-- Passage --
[Start]
Conversely, with an RZ signal, "one" is represented as a signal pulse rising to logic high (for example, laser on) at the start of the period, then returning to logic low (for example, laser off) by the second half of the period (see figure). Thus the signal "returns to zero" on each logical one bit period. Like, NRZ, in RZ modulation, a binary zero is represented as a low signal (for example, laser off) and consecutive zeros remain low.Given identical clock rates, the pulse width is much narrower for a return-to-zero signal than for a nonreturn-to-zero signal, making it more difficult to generate and detect. Signal edge must be tightly controlled, making RZ modulation more difficult and costly to design and implement.
Dealing with RZ signals involves other complexities, including optics and modulation issues. On the other hand, an RZ signal provides better performance in noisy environments, making it a popular choice for ultralong-haul applications like undersea links.
From the SERDES designer's point-of-view, RZ has other complexities as well. On the transmit side, the time-based phase-relationship between the high-speed data and clock output, over temperature and supply voltage variations, must be stable and tightly controlled. This is because the high-speed clock output from the SERDES is used to drive an external modulator that creates the RZ data pulses. The mux generates NRZ data and clock, and then feeds the modulator. The clock is used essentially to "chop" the NRZ data into RZ data. The modulator is typically implemented external to the mux component.
If we look at RZ modulation implementation on the receiver side, we see a different challenge. Once an RZ signal has traversed the fiber, received pulses will emerge attenuated and somewhat distorted, with optical noise on the peak portion of the pulse. In most RZ applications, the electrical signal is usually fed through a preprocessing equalization filter, which flattens out the RZ pulse somewhat, essentially turning it into a quasi-NRZ signal.
With RZ modulation, the center of the data eye is more complex to target, with the time center shifted toward the start of the period. Also, the voltage threshold must be lower than the midpoint between peak voltage and zero to optimize detection. Essentially, the requirements for the RZ deserializer are more specialized, requiring an adjustment of both the sampling phase (the time component of sampling) and the voltage-decision threshold.
SERDES engineers face the RZ vs. NRZ modulation question today, and the issue will increase in importance, as developers increasingly demand the capability to deploy systems that can implement RZ modulation.
[End]
-- Entries shown --
[Start]
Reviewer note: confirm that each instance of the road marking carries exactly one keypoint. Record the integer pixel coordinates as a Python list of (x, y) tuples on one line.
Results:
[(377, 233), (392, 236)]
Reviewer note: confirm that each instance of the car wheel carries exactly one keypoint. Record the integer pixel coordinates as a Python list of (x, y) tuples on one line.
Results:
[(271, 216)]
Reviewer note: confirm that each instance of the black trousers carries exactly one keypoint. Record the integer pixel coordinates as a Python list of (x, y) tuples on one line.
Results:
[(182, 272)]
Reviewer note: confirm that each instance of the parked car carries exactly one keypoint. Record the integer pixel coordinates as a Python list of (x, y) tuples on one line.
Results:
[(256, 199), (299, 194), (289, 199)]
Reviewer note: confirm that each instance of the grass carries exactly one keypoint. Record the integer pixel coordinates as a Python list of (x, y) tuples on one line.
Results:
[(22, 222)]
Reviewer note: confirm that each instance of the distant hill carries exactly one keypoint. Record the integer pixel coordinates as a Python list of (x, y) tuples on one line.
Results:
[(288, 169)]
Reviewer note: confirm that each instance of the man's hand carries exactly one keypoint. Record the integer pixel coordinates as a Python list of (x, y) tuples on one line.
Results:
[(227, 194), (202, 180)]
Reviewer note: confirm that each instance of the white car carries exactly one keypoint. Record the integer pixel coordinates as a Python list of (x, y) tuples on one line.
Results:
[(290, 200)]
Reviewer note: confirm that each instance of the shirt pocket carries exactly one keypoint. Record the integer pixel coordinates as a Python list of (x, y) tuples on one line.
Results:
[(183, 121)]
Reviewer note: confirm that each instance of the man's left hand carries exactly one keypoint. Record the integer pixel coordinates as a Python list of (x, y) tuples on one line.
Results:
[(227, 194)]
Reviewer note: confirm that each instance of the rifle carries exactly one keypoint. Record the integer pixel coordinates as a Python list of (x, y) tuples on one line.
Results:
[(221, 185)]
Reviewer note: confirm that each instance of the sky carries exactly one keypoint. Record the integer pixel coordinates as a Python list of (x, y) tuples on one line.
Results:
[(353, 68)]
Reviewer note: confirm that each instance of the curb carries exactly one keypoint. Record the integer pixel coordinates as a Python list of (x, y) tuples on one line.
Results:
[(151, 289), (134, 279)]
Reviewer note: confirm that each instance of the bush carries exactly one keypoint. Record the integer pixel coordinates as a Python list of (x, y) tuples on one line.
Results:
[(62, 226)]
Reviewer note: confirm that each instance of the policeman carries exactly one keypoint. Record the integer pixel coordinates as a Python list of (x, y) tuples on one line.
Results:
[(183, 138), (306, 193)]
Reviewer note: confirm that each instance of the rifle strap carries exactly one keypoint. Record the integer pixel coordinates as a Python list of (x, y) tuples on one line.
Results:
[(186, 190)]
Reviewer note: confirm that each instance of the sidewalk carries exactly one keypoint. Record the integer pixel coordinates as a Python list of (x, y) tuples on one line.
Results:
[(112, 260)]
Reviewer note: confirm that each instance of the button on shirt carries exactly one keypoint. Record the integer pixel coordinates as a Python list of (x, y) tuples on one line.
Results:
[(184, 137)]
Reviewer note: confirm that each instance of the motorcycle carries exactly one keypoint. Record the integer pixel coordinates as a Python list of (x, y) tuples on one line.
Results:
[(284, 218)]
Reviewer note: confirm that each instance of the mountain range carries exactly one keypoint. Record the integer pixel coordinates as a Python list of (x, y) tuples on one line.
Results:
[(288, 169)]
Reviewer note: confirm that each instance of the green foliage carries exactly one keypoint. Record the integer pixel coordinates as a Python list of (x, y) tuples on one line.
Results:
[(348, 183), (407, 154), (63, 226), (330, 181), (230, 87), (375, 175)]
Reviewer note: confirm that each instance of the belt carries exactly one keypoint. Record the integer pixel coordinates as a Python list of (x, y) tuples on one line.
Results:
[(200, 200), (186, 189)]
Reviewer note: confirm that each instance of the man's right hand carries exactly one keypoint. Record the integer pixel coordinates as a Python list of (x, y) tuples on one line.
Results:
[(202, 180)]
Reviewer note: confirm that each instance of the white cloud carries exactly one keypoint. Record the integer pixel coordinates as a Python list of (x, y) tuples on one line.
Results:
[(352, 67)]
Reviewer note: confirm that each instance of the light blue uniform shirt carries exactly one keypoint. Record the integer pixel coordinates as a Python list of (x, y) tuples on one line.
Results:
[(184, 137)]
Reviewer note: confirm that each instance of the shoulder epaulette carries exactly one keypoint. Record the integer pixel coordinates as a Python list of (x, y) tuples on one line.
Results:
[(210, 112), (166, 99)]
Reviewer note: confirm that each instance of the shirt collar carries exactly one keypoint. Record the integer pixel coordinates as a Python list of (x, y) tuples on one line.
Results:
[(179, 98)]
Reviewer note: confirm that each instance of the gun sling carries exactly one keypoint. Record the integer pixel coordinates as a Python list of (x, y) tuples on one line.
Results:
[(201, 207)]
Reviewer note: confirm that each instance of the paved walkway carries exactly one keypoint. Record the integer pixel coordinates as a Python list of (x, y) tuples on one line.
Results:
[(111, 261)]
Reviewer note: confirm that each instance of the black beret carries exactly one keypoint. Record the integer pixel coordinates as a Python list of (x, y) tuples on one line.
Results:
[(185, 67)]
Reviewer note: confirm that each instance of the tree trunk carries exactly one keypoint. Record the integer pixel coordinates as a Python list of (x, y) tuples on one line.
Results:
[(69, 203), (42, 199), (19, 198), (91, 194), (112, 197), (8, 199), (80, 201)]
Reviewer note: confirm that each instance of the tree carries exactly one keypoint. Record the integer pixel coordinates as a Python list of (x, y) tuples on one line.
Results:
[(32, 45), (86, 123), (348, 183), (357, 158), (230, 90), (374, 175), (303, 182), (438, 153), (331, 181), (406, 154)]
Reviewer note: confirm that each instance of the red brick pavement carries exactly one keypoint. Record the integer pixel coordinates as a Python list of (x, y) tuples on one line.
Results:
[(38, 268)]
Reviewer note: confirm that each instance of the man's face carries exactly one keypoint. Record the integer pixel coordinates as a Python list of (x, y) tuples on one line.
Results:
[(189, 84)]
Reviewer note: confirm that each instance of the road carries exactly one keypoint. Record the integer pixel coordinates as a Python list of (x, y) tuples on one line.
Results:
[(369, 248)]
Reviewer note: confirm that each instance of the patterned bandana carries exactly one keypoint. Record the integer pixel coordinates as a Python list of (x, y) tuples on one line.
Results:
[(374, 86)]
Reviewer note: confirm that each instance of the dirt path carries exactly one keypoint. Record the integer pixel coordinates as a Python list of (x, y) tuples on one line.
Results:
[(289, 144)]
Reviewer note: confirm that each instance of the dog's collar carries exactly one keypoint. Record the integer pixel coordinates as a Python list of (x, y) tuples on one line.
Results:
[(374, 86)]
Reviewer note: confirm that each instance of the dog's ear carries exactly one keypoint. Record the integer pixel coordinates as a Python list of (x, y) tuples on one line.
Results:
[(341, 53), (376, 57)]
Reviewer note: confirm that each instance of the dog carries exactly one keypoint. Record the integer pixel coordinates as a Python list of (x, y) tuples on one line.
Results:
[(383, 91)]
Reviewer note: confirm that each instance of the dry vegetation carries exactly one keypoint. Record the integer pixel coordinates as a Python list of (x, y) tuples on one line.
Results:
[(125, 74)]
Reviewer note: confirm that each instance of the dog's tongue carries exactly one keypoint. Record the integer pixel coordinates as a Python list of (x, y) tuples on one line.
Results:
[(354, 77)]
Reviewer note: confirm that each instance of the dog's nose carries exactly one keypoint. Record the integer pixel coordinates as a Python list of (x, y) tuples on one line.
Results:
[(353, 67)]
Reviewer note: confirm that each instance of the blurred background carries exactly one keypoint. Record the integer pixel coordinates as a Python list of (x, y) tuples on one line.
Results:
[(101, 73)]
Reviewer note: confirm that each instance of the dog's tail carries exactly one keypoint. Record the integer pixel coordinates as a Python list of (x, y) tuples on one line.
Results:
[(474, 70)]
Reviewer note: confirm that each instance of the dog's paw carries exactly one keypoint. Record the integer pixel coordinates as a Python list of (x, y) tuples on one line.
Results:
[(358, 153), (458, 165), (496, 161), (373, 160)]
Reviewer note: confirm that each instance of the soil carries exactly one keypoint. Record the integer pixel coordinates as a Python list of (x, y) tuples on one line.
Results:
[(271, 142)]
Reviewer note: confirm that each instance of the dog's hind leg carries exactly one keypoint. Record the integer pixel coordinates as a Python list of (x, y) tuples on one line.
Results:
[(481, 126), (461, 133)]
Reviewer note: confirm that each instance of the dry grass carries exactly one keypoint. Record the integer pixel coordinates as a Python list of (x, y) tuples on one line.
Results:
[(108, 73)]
[End]
-- To be done --
a) Using the RZ modulation text, write out the stretch from "Conversely, with an" through "design and implement.", substituting "LED" for "laser".
b) Answer these from the RZ modulation text:
(i) For what kind of applications is an RZ signal a popular choice?
(ii) What does the high-speed clock output from the SERDES drive?
(iii) Where must the voltage threshold be set to optimize RZ detection?

-- Outputs for the tasks --
a)
Conversely, with an RZ signal, "one" is represented as a signal pulse rising to logic high (for example, LED on) at the start of the period, then returning to logic low (for example, LED off) by the second half of the period (see figure). Thus the signal "returns to zero" on each logical one bit period. Like, NRZ, in RZ modulation, a binary zero is represented as a low signal (for example, LED off) and consecutive zeros remain low.Given identical clock rates, the pulse width is much narrower for a return-to-zero signal than for a nonreturn-to-zero signal, making it more difficult to generate and detect. Signal edge must be tightly controlled, making RZ modulation more difficult and costly to design and implement.

b)
(i) Ultralong-haul applications like undersea links.
(ii) An external modulator that creates the RZ data pulses.
(iii) Lower than the midpoint between peak voltage and zero.